** Start Passage to read **

Computer Technology Review,  Sept, 2004  by Steve Rogers

In today's ever-expanding business model, more and more information and applications are being housed outside the corporate data center as companies struggle to store, protect and provide access to an ever-increasing amount of data throughout the enterprise. While direct attached storage (DAS) has been the dominant storage model for servers, there has recently been a strong movement toward networked storage technologies (such as the new standards-based Internet Small Computer System Interface (iSCSI) technology), which have the potential to significantly increase the proliferation of affordable networked storage.

Companies that have had a DAS infrastructure for many years are discovering that these legacy systems have become a business issue. While older servers' computing capability might be adequate, their storage subsystems may be obsolete, due to lack of expandability or aging reliability. While DAS often works well in environments with a limited number of servers, significant data growth can quickly make the situation unmanageable. The only way to accommodate growth is to add servers; yet since each server must be managed individually, every additional server increases management expense and difficulty.

The inherent inflexibility of DAS makes it difficult to deal with unplanned growth; it is tough to scale, and unused resources cannot be redeployed. This often leads to under-utilized, over-provisioned resources, leaving departments and enterprises with large amounts of unused capacity that might be needed someday.

While traditional Fibre Channel storage area networks (SANs) overcome a number of the issues posed by DAS, they are expensive to implement and maintain. Network attached storage (NAS) has traditionally provided cost-effective file data storage, but has limited applicability in applications--such as databases--where DAS typically resides. However, the emergence of standards-based iSCSI technology offers the benefits of a SAN with the cost-effectiveness of NAS over an existing Gigabit Ethernet IP network. The cost, flexibility and efficiency of this new class of IP SANs offer some compelling business reasons for moving to this storage architecture.

The creation of an IP SAN requires host application servers equipped with an iSCSI initiator driver; a standard Gigabit Ethernet NIC, TOE card, or iSCSI initiator HBA; an Ethernet switch; and an iSCSI storage target. The iSCSI protocol is a client/server model, whereby an iSCSI initiator initiates requests and an iSCSI target receives the requests and delivers the requested data. The iSCSI stack at both ends encapsulates SCSI commands and block data for transmission over TCP/IP.

** End Passage to read **

[Required task 1]
In the article on networked storage:
(a) What is the only way to accommodate growth with DAS?
(b) What drawback of traditional Fibre Channel SANs does the article name?
(c) In the iSCSI client/server model, what does the iSCSI target do?
[Required task 2] Can you carry on the article on networked storage past its final sentence, keeping its style?

** Start Record set **

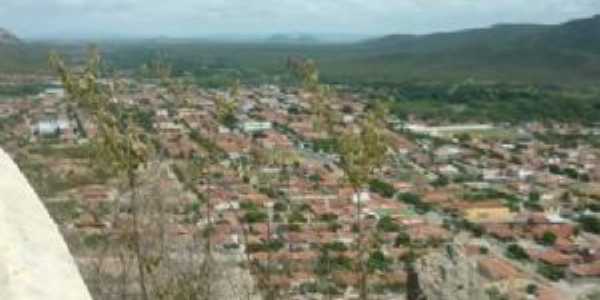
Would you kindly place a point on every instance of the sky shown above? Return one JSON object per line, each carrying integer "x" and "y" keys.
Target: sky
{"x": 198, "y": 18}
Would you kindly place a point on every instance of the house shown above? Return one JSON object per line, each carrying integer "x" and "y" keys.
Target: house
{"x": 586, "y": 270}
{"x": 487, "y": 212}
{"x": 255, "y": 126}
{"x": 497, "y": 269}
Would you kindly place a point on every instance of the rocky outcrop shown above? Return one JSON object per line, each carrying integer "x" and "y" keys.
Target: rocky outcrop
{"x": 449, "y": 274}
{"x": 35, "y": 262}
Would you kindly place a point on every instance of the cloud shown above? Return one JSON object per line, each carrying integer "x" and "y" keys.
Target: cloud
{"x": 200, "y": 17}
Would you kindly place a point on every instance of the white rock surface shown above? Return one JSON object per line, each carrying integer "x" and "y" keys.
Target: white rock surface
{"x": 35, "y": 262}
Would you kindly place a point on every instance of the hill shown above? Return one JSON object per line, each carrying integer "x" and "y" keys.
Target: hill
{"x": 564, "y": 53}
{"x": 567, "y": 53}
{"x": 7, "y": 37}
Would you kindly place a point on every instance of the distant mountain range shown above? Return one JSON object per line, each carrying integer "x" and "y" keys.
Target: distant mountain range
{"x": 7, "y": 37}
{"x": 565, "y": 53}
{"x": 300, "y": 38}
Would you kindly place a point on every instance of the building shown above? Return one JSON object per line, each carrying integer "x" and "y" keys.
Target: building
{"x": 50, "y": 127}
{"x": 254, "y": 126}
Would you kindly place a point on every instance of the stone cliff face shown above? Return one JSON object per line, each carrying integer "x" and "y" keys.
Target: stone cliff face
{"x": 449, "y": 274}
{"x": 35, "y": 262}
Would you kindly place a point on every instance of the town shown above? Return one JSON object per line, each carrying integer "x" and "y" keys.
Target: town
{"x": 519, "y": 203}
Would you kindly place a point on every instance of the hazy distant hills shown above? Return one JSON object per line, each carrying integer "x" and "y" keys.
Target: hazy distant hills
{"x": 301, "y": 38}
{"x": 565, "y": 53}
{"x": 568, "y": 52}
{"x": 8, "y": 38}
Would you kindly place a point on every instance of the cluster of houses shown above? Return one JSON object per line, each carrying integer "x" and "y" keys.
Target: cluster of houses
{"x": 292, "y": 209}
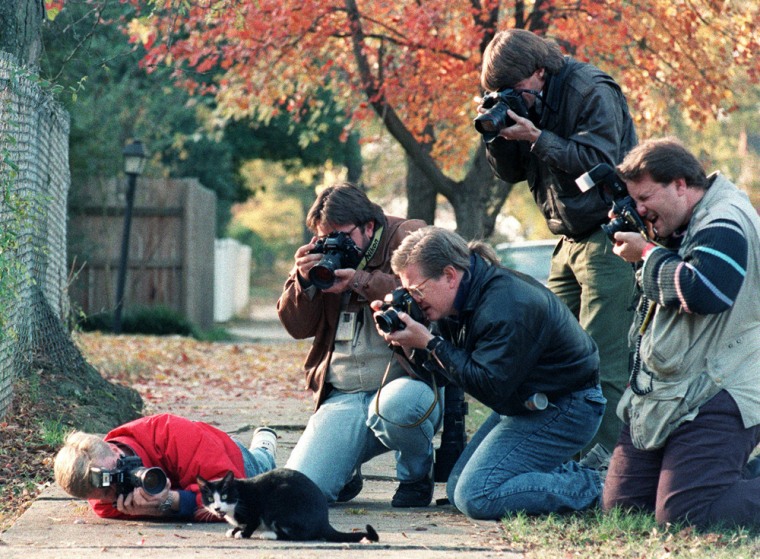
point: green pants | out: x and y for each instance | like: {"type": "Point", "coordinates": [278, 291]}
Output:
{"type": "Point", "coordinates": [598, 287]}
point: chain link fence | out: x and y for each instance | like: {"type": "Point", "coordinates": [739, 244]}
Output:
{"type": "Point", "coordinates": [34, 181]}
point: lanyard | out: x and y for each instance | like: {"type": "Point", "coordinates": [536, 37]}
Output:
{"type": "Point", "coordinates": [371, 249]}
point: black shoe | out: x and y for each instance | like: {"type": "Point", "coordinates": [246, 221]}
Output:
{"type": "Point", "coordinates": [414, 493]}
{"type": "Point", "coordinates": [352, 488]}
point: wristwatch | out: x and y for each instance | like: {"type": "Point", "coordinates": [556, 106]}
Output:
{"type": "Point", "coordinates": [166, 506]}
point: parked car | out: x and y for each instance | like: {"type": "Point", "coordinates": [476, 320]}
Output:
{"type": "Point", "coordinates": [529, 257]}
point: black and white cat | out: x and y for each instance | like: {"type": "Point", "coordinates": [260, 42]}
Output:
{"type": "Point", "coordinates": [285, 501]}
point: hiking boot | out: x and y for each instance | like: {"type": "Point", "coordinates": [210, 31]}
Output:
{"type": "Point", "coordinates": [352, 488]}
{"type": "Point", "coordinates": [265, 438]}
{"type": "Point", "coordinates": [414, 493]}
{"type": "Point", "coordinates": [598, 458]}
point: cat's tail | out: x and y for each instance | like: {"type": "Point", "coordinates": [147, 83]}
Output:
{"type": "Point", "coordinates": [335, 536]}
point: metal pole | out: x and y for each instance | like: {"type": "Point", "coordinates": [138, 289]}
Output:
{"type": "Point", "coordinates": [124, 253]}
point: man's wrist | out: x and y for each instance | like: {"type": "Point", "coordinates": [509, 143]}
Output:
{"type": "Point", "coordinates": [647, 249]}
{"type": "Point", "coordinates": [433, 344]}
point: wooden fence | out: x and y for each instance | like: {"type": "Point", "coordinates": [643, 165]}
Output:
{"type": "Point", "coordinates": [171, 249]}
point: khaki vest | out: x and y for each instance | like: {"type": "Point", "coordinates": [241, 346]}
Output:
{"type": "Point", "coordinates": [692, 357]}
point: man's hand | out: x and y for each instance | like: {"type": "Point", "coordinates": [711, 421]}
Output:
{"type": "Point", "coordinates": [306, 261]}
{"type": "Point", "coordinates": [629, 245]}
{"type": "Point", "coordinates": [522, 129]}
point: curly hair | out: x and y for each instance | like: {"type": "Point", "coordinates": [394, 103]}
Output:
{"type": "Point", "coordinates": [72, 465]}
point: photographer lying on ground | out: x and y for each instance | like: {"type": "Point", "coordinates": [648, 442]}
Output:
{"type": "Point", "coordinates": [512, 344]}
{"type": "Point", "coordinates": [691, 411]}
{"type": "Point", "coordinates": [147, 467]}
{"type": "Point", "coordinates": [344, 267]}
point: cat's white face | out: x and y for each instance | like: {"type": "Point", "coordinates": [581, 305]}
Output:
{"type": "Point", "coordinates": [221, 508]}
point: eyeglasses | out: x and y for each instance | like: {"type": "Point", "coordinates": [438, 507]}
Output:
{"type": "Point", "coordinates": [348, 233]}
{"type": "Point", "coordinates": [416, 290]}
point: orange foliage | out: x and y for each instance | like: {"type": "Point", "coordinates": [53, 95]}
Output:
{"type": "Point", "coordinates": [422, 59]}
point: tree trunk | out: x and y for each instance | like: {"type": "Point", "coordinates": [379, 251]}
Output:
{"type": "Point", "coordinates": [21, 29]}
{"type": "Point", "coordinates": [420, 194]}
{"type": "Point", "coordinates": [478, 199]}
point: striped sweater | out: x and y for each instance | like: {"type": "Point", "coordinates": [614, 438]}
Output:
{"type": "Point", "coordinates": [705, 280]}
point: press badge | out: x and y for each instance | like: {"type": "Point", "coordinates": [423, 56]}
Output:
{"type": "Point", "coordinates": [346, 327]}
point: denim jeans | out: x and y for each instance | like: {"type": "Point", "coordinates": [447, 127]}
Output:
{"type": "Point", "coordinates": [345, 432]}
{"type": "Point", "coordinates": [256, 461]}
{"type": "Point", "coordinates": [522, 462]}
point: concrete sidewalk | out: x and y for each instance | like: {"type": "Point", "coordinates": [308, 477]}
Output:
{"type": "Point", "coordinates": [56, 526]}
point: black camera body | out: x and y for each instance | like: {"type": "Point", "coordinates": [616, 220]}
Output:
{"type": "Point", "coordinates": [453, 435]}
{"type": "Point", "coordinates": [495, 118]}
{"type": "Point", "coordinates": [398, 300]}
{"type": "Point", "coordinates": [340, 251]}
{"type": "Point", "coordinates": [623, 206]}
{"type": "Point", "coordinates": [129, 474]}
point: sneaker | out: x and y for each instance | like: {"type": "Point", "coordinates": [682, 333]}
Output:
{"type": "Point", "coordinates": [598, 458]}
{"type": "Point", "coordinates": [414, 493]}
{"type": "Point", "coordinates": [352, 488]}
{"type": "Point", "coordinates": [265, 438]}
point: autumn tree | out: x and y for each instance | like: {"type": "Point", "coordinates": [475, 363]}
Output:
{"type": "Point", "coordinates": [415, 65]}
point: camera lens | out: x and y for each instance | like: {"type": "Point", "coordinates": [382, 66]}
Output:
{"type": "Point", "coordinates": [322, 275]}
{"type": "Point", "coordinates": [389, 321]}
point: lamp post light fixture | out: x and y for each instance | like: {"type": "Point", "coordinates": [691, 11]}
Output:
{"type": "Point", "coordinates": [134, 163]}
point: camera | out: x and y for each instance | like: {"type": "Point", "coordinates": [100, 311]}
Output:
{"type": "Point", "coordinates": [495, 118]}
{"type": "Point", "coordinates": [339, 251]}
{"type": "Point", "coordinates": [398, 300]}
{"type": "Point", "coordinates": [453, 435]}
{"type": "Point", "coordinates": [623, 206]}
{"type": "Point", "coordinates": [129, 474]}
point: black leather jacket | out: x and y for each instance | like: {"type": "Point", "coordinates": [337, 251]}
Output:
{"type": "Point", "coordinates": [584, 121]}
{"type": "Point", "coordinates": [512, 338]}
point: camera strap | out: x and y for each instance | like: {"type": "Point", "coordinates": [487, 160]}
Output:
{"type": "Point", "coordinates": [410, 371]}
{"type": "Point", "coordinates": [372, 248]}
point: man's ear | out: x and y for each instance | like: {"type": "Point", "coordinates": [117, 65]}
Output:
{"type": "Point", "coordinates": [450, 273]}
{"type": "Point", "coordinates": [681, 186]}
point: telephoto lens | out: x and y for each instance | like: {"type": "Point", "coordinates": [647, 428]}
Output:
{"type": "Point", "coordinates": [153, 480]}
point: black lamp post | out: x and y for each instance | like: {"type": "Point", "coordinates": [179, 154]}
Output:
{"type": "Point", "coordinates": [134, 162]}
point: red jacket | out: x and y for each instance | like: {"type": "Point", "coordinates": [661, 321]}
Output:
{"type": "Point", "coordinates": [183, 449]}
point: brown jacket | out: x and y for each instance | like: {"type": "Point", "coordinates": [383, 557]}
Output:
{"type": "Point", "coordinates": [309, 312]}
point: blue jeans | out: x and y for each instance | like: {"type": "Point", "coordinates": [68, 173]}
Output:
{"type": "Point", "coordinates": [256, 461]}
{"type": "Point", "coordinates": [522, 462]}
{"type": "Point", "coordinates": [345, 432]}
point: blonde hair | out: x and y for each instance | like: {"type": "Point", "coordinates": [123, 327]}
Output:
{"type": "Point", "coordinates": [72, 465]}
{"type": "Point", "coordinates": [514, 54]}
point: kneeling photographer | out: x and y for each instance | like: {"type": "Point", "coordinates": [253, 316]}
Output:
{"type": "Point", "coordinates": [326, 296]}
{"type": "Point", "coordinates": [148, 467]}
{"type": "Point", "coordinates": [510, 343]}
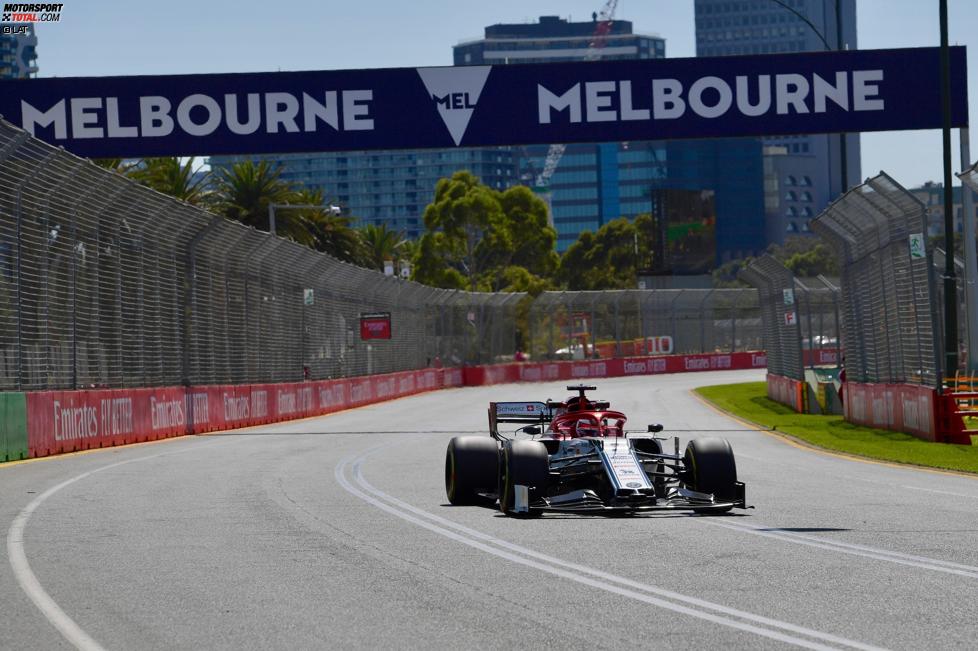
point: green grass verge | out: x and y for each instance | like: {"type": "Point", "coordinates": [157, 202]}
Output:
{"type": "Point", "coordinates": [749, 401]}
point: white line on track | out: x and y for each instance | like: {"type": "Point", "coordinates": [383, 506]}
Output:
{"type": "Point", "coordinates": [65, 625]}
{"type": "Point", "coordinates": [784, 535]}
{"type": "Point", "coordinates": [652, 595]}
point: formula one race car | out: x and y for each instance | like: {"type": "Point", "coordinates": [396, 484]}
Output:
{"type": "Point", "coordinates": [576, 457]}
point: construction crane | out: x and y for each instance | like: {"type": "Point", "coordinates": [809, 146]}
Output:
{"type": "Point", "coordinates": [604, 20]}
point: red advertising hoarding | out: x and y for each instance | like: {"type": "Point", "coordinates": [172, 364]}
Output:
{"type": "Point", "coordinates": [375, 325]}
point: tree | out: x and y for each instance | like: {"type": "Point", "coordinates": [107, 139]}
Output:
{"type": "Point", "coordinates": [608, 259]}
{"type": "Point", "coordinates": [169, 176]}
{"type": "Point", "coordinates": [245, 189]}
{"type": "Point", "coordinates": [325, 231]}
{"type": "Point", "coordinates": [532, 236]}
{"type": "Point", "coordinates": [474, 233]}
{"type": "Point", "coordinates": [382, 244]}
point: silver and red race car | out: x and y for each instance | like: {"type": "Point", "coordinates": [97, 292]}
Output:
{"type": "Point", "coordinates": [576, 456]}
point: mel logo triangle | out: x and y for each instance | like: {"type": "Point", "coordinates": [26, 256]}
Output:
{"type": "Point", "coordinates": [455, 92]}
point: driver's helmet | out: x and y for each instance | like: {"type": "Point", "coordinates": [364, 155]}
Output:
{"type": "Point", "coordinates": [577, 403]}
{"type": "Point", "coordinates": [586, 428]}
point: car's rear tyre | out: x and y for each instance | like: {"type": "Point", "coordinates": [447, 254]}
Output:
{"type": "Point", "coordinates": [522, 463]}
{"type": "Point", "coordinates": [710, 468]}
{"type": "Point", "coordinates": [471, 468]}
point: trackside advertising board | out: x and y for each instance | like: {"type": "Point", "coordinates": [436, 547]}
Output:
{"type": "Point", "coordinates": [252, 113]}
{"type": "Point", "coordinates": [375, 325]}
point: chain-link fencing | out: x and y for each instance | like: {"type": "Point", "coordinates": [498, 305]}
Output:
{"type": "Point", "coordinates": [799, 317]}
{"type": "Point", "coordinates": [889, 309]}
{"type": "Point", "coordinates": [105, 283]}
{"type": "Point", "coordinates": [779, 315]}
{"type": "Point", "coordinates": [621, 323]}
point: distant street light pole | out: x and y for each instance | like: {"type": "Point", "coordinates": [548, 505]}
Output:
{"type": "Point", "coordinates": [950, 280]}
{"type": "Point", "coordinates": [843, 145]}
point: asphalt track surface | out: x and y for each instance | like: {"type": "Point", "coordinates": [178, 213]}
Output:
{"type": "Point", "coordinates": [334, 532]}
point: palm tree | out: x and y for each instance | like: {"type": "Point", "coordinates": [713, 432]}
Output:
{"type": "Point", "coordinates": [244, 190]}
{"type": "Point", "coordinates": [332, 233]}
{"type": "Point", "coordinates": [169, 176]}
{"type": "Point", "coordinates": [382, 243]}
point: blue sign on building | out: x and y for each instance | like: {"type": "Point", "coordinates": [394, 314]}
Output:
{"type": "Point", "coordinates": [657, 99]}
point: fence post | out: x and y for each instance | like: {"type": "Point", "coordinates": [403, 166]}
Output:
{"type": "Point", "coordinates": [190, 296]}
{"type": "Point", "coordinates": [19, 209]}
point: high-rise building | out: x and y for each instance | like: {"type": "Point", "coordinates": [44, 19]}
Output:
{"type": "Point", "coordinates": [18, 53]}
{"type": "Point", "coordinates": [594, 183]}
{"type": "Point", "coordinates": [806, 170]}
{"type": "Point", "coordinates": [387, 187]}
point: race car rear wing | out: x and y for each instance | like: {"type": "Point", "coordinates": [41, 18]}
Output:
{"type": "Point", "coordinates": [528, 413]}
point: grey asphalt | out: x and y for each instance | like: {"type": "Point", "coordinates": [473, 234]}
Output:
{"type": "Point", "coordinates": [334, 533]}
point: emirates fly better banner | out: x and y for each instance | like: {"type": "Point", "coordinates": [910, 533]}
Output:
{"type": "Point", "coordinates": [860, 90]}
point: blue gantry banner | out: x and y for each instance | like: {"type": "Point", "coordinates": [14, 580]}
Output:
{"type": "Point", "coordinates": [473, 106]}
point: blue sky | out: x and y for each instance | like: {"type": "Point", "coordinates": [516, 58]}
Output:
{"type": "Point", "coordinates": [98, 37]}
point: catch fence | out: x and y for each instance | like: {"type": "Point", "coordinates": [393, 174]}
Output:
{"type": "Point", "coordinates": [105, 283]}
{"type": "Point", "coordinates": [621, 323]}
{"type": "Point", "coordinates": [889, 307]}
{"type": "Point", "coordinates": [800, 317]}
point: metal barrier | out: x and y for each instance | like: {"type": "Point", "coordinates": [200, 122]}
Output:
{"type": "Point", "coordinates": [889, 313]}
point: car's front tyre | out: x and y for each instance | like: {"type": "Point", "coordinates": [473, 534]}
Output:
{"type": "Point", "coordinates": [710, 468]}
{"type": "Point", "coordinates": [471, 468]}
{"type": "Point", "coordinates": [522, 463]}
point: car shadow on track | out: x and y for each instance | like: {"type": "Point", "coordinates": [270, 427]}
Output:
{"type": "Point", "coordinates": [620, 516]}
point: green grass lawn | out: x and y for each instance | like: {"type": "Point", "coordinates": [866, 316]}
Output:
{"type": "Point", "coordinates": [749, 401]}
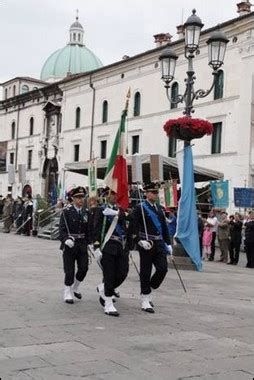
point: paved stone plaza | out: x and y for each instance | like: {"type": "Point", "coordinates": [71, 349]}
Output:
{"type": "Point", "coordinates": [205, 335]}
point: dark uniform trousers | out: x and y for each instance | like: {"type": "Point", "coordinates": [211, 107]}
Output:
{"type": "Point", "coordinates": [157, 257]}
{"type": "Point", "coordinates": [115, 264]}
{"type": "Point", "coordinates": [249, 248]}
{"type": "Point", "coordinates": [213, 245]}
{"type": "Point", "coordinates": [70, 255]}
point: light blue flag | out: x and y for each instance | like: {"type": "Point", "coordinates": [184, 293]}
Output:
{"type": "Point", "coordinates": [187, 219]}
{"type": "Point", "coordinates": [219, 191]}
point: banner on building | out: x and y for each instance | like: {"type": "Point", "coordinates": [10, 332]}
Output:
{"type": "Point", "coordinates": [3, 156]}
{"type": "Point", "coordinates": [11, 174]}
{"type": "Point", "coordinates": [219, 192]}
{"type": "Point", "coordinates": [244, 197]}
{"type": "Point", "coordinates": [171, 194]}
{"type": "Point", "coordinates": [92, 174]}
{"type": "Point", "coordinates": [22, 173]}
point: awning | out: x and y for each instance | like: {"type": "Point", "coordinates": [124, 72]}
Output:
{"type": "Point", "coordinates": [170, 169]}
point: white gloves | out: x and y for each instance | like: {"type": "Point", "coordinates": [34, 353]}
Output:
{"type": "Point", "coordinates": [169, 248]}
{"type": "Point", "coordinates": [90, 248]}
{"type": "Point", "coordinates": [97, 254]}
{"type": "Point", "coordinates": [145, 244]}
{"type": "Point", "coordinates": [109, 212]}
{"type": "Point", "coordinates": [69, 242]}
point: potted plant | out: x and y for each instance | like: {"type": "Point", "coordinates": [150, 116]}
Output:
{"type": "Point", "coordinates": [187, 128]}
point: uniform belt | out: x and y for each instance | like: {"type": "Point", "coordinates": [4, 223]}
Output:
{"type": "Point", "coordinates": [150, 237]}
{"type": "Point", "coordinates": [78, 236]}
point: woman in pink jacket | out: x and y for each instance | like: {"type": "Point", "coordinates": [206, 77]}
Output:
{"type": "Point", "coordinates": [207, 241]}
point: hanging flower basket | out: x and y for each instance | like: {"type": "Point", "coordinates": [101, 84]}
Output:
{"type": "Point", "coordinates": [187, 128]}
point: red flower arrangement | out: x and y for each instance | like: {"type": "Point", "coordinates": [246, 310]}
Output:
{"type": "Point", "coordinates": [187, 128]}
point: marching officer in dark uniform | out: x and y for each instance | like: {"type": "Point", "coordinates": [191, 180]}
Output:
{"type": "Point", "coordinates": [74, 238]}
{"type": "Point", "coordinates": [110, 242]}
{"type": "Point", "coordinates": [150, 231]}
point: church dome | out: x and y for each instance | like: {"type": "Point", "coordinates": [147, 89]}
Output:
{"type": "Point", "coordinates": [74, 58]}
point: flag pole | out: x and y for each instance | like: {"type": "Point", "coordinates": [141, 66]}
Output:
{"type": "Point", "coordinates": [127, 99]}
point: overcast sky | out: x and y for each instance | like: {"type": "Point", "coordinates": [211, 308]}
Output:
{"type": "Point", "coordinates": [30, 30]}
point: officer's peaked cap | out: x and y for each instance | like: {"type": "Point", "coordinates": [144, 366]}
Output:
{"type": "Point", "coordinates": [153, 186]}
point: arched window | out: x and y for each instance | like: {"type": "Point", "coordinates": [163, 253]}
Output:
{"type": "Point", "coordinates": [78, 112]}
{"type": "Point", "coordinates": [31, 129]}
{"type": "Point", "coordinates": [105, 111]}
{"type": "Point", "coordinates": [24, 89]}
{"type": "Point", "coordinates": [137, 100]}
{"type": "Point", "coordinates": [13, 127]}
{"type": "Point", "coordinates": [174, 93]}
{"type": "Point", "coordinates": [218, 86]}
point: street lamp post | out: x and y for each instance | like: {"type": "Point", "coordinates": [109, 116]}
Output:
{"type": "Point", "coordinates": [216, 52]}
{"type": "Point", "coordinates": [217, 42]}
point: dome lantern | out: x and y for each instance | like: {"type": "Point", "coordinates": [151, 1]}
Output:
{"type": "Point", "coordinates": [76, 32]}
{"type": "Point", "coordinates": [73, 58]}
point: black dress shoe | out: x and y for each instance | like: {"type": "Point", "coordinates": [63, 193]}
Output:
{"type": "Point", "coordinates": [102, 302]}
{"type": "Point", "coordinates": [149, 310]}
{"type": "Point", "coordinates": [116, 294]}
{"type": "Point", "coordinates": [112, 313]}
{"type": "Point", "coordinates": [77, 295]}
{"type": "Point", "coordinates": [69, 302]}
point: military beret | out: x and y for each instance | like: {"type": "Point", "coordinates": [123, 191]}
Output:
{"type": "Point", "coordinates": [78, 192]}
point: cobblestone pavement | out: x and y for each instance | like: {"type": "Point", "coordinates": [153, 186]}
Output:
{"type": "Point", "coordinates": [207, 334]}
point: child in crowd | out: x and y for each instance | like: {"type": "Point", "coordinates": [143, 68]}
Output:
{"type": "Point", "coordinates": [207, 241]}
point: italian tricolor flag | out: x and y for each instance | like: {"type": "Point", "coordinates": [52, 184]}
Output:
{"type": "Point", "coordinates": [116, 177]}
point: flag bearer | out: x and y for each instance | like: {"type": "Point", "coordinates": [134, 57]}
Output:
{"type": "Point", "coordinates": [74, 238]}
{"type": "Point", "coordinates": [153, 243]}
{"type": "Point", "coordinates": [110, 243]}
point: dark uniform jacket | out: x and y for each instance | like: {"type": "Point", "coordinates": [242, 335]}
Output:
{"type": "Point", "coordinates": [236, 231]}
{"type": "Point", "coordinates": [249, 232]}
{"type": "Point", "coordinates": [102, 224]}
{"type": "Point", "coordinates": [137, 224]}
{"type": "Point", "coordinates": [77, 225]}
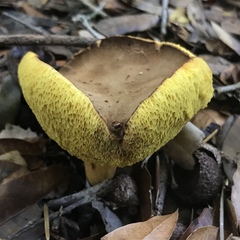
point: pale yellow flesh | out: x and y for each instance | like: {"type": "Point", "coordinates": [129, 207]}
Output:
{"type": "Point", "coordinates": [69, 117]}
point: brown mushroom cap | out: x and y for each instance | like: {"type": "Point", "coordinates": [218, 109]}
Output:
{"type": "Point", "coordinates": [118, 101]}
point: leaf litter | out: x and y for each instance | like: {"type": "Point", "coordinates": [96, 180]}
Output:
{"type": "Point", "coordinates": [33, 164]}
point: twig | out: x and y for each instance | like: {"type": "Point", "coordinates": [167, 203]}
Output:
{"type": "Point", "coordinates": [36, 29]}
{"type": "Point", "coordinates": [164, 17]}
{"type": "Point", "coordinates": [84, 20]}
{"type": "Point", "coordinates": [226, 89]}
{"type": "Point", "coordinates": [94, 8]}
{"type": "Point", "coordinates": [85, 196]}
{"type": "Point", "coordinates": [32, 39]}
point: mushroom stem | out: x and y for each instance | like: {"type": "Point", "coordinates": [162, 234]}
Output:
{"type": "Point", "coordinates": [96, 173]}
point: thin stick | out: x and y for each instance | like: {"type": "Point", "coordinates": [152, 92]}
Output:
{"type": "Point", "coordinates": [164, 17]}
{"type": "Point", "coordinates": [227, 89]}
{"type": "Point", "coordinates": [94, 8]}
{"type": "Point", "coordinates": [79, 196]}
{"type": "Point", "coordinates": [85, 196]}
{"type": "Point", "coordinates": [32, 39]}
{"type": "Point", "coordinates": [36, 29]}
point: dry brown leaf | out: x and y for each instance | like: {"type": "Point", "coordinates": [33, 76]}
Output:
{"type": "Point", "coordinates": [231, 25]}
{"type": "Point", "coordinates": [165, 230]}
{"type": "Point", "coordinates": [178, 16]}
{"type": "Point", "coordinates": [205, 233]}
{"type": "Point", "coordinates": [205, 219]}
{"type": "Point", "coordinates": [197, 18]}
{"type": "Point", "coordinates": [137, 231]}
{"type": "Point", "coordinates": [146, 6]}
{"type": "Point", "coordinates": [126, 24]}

** End Record set **

[Result 1]
(a) Adding servers.
(b) They are expensive to implement and maintain.
(c) It receives the requests and delivers the requested data.

[Result 2]
By separating the storage from the server, an IP SAN allows flexible storage to reside anywhere on the network and, under certain circumstances, can provide access to that block-level data from multiple servers.

In traditional storage scenarios, different storage devices had to be deployed for different access topologies: one for corporate applications that require access to block data, and another for file access using CIFS/NFS network file-sharing protocols. With iSCSI's ability to transfer block data over an IP network, both files and block data can be centralized on a single storage server. This "unified block and file" architecture provides the benefit of SAN-style block-level storage at speeds that are acceptable in many applications, and greater reliability, at a significantly lower cost.

Physically consolidating storage in an IP SAN centralizes storage management, making it possible to manage one storage server or every storage server on the network from a single location. IP SAN storage devices can be increased with expansion disk arrays and the capacity of existing volumes can be expanded, usually without requiring downtime or RAID rebuilds. Storage can be provisioned as needed.

In terms of availability, iSCSI storage volumes behave like dedicated local storage with underlying RAID for added data protection and redundant hardware to minimize downtime.

IP SANs:

* Are easy to use, deploy, and understand

* Improve storage utilization, scalability, and availability

* Connect with standard Ethernet hardware and existing plumbing

* Have the lowest initial investment of any SAN solution

* Offer the lowest TCO of available storage topologies

Whether replacing a legacy DAS system or as an adjunct expanding the capacity of existing servers, an IP SAN built on iSCSI standards can provide advantages to many applications throughout an enterprise. Examples include:

* Saving Microsoft VSS shadow copies on an IP SAN instead of on the Windows server provides fast, user-accessible file/folder recovery, and easy access to previous versions while reducing demand on IT.

* For Microsoft Exchange archive applications, an IP SAN provides fast, economical block storage and recovery without the cost and complexity of clustered or proprietary solutions.

* Storage consolidation using IP SAN can extend the life of aging servers by adding capacity and providing extremely cost-effective and scalable block storage for back office, small and medium business, retail operations, and departments.